**Op te lossen vraagstukken:**
1. Wanneer werd volgens het fragment het kleine appartement van Madame de Maintenon voor haar ingericht?
2. Neem uit het fragment letterlijk het gedeelte over dat begint bij "U komt terug" en doorloopt tot en met "kruistocht te gaan.".
3. Vat het fragment samen in twee zinnen.

**Aangeleverd fragment:**
Wanneer u de balzaal verlaat loopt u door het kleine appartement van Madame de Maintenon,
voor haar ingericht in 1686.
U komt terug in de Zaal van de lijfwachten, de eerste zaal van de appartementen van de
koning en de koningin. Deze latere representatievertrekken geven uit op de ovale
binnenplaats.
Verder belandt u in de twee wachtkamers van de koning, met elkaar verbonden door een
arcade. In de tweede van deze kamers bevinden we ons in het centrale gedeelte van het
kasteel, in de vroegere donjon met dikke muren, waar de koning zijn slaapkamer had in de
Middeleeuwen. Het is ook in deze kamer dat Lodewijk de Heilige in 1244 ziek werd en
beloofde voor zijn genezing op kruistocht te gaan.
De volgende zaal, het Ovale Cabinet, heeft een rijke schilderijenverzameling uit het begin
van de 17de eeuw. Zij werd besteld door Henri IV om de geboorte, in deze zaal op 27
september 1601, van zijn zoon, Lodewijk XIII te vieren. Ambroise Dubois, Vlaams schilder,
heeft er in 15 schilderijen het verhaal van Théagène en Chariclée uitgebeeld, naar een
Grieks verhaal van Héliodore uit de 4de eeuw.
U verlaat de appartementen van de koning en u komt in
deze van de koningin.
Het Salon van François I was eerst de slaapkamer van de koningin, later werd het de grote
eetzaal waar de koninklijke familie dineerde met publiek; uiteindelijk was het de zaal
waar concerten voor de koningin werden gegeven. Het huidige meubilair is uit de tijd
van Napoleon III, de wandtapijten stellen de jacht van keizer Maximiliaan II voor en zijn
geweven naar de originelen van Brussel uit de 19de eeuw.
De verdere vertrekken behoorden ook tot de appartementen van de koningin. Het zijn de
eerste wachtkamer en de zaal van de lijfwachten van de koningin.

**Vermelde gegevens:**

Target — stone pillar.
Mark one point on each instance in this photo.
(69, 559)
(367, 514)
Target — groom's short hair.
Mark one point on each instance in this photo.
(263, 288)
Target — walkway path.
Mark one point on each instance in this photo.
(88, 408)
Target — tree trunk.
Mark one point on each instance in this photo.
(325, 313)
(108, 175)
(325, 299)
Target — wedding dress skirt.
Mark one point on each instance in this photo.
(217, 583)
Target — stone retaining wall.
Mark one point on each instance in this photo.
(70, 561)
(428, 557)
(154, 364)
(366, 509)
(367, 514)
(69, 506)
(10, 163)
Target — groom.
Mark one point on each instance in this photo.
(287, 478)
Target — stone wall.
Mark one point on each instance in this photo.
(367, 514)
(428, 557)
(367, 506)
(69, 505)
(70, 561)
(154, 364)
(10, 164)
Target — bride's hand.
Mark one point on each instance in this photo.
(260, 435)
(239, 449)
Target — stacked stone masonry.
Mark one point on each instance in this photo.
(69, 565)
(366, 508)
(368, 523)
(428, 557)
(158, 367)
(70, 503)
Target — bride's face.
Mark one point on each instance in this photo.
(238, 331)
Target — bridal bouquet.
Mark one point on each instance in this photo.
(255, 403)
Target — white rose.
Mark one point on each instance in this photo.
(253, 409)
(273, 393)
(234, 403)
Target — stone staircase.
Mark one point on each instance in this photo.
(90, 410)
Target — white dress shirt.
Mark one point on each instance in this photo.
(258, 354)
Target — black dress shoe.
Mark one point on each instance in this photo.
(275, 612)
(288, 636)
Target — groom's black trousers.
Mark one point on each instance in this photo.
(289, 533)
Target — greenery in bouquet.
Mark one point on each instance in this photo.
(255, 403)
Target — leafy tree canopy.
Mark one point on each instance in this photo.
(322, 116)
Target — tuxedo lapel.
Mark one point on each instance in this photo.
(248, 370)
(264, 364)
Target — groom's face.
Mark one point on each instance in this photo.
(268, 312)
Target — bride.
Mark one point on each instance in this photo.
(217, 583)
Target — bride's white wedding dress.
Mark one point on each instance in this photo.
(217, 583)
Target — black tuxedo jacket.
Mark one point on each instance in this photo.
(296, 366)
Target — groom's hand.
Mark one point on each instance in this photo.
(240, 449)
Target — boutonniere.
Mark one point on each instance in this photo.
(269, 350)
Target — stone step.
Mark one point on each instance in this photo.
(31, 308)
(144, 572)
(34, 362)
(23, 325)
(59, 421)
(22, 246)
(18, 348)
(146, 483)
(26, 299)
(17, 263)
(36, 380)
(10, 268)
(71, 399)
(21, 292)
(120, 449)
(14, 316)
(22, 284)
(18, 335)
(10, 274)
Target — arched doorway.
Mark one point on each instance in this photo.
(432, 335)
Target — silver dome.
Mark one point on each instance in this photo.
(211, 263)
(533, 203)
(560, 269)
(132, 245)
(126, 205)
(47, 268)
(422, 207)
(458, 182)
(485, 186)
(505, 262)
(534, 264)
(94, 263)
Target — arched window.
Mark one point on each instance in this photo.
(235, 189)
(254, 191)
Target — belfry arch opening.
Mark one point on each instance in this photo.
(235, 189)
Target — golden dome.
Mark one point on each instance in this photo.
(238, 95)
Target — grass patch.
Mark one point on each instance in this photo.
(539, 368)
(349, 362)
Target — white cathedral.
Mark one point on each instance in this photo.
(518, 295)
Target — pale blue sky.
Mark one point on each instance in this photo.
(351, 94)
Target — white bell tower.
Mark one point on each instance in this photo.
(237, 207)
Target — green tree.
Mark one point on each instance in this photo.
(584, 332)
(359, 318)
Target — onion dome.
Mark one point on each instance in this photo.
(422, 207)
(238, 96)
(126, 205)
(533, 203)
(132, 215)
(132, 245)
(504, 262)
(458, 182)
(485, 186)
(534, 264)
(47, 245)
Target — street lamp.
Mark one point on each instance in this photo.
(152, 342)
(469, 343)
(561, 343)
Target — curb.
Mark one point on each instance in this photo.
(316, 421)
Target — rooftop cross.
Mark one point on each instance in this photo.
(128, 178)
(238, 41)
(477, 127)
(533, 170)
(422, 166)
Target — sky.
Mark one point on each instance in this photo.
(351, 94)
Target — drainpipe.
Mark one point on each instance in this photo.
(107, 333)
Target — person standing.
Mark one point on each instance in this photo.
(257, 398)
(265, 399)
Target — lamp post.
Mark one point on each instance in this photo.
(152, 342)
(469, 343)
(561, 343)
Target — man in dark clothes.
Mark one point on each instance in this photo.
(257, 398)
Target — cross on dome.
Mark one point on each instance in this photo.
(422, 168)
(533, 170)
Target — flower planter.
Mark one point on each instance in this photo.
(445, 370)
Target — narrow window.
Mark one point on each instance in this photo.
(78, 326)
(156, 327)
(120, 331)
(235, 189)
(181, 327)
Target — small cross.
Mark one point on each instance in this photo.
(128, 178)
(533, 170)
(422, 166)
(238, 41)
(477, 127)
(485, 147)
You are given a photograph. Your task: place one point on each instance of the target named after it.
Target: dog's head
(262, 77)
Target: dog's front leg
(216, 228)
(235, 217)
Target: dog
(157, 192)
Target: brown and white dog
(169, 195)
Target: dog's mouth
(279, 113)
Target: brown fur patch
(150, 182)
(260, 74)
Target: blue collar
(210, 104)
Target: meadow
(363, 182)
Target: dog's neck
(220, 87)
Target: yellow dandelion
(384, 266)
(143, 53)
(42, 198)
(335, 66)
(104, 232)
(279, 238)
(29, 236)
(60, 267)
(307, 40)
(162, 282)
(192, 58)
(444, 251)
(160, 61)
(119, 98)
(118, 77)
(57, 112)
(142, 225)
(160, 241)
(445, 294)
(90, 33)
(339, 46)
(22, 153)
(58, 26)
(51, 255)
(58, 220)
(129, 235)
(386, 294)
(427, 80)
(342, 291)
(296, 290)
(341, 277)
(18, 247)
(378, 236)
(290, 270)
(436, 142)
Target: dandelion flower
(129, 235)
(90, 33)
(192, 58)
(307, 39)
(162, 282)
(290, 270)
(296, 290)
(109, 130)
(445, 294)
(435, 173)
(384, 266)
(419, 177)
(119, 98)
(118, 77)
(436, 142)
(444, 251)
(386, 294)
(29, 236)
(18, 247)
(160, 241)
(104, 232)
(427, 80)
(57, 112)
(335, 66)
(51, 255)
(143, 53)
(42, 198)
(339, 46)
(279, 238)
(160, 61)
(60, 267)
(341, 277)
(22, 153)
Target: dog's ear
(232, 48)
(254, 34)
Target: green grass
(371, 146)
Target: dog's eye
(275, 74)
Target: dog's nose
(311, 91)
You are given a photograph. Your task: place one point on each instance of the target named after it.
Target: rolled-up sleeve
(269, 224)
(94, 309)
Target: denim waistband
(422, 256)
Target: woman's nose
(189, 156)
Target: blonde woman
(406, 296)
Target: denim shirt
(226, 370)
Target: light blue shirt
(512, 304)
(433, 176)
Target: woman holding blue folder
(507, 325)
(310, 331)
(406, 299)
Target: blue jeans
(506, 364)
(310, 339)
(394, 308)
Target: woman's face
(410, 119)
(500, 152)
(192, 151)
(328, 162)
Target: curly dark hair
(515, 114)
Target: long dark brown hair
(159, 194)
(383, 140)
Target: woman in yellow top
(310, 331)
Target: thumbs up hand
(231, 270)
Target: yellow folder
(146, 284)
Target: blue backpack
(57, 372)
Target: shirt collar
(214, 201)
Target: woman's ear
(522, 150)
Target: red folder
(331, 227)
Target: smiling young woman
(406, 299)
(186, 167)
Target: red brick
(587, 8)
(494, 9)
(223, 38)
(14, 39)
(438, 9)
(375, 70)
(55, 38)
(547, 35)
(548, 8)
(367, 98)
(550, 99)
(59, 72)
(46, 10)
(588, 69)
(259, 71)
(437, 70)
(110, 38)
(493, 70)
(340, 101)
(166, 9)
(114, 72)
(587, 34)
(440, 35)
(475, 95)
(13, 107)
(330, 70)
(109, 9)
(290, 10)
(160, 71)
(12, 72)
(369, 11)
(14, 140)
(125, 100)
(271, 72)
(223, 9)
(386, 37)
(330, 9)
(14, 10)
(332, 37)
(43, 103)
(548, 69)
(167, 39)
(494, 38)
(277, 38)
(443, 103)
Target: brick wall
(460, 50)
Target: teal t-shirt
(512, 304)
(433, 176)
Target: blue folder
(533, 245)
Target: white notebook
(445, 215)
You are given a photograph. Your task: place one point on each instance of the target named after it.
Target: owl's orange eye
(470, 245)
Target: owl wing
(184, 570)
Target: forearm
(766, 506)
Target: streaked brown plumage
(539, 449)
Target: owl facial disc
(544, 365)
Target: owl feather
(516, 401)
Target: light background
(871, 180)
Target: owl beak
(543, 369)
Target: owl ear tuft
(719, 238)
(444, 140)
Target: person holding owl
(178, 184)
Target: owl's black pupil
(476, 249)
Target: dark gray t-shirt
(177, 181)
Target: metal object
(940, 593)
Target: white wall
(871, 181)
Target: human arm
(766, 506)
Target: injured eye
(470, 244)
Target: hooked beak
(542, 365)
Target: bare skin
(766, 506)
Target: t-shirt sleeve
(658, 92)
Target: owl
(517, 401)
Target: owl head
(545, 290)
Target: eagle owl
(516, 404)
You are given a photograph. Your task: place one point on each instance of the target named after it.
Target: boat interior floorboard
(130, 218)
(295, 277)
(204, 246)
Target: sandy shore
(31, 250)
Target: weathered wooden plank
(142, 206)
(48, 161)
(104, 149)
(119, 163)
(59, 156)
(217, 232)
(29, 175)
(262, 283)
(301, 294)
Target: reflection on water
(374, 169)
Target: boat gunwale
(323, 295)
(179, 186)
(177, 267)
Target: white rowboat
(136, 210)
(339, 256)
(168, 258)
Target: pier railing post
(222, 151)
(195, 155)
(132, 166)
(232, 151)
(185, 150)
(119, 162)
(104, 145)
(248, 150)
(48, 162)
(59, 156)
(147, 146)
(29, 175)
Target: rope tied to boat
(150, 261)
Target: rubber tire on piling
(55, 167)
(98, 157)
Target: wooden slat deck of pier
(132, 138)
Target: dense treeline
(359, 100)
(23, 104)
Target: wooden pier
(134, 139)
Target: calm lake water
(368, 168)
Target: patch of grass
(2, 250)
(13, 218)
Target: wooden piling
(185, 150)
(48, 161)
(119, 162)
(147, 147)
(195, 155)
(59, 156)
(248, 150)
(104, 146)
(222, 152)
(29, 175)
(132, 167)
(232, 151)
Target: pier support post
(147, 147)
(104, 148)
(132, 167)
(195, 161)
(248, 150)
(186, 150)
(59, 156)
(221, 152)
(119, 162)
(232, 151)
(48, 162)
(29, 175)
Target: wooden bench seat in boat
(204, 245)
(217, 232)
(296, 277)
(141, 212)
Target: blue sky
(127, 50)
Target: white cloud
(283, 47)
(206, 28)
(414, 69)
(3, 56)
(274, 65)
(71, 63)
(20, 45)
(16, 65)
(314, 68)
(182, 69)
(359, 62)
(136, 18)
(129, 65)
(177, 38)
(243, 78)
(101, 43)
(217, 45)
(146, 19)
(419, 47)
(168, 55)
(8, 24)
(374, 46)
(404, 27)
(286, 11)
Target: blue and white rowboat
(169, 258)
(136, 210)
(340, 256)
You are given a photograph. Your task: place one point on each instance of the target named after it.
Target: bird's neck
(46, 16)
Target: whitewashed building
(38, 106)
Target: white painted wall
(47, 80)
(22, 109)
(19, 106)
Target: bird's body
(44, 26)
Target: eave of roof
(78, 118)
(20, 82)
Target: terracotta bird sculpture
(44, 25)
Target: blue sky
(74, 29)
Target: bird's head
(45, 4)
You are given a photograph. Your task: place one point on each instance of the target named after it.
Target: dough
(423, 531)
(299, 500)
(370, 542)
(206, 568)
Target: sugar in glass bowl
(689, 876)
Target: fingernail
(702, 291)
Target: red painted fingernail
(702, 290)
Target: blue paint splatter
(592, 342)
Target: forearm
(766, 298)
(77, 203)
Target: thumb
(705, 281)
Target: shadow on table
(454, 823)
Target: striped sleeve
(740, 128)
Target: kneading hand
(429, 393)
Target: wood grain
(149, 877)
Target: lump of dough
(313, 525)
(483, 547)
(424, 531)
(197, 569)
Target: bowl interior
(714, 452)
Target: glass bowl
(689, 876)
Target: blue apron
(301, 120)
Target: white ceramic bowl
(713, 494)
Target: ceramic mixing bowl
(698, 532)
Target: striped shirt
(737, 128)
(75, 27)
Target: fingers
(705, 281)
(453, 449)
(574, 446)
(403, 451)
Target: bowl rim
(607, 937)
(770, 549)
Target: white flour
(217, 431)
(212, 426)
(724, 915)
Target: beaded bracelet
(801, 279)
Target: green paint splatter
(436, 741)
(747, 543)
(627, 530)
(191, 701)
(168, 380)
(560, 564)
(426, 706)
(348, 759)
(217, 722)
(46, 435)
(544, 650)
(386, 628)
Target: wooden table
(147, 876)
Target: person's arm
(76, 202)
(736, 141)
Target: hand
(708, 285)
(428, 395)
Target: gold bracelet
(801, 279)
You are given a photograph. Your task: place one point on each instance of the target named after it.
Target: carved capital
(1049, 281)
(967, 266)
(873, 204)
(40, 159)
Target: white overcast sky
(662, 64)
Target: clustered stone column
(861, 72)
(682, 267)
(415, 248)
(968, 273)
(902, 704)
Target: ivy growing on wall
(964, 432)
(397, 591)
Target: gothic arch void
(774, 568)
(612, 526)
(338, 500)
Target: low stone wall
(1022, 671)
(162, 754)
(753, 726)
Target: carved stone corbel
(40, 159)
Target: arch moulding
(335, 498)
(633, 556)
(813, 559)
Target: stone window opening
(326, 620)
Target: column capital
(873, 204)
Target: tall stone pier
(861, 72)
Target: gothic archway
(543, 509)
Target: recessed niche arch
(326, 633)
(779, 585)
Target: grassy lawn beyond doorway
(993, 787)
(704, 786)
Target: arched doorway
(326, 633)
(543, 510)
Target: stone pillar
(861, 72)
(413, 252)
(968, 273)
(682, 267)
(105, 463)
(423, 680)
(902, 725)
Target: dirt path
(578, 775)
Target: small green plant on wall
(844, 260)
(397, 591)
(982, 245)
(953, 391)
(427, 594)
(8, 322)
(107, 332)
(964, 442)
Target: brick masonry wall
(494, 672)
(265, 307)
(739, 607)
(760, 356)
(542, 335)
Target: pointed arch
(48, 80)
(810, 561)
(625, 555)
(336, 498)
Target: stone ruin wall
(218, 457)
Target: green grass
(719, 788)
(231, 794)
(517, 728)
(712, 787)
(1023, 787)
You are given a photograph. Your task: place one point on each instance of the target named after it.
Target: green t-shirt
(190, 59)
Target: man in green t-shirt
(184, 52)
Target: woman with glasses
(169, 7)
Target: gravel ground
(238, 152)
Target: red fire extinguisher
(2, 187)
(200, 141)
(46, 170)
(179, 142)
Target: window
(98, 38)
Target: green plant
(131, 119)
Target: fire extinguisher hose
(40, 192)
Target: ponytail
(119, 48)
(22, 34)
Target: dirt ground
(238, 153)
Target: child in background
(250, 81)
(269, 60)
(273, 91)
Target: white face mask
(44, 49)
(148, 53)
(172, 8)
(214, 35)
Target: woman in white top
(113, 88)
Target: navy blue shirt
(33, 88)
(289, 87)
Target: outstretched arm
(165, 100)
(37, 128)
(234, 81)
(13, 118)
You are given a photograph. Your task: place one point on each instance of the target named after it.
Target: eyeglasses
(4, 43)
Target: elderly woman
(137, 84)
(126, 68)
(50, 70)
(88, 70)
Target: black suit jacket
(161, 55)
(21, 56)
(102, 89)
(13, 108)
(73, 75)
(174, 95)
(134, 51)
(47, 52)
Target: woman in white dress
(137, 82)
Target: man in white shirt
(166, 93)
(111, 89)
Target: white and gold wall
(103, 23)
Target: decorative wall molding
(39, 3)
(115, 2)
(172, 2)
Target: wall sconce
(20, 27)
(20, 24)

**Antwoorden per opgave:**
1. In 1686.

2.
U komt terug in de Zaal van de lijfwachten, de eerste zaal van de appartementen van de
koning en de koningin. Deze latere representatievertrekken geven uit op de ovale
binnenplaats.
Verder belandt u in de twee wachtkamers van de koning, met elkaar verbonden door een
arcade. In de tweede van deze kamers bevinden we ons in het centrale gedeelte van het
kasteel, in de vroegere donjon met dikke muren, waar de koning zijn slaapkamer had in de
Middeleeuwen. Het is ook in deze kamer dat Lodewijk de Heilige in 1244 ziek werd en
beloofde voor zijn genezing op kruistocht te gaan.

3. Het fragment beschrijft een route vanaf de balzaal langs het kleine appartement van Madame de Maintenon, de Zaal van de lijfwachten en de twee wachtkamers van de koning naar het Ovale Cabinet, waar Lodewijk XIII op 27 september 1601 werd geboren en waar Ambroise Dubois in 15 schilderijen het verhaal van Théagène en Chariclée uitbeeldde. Daarna volgen de appartementen van de koningin, met het Salon van François I, dat achtereenvolgens slaapkamer, eetzaal en concertzaal was, en verder de eerste wachtkamer en de zaal van de lijfwachten van de koningin.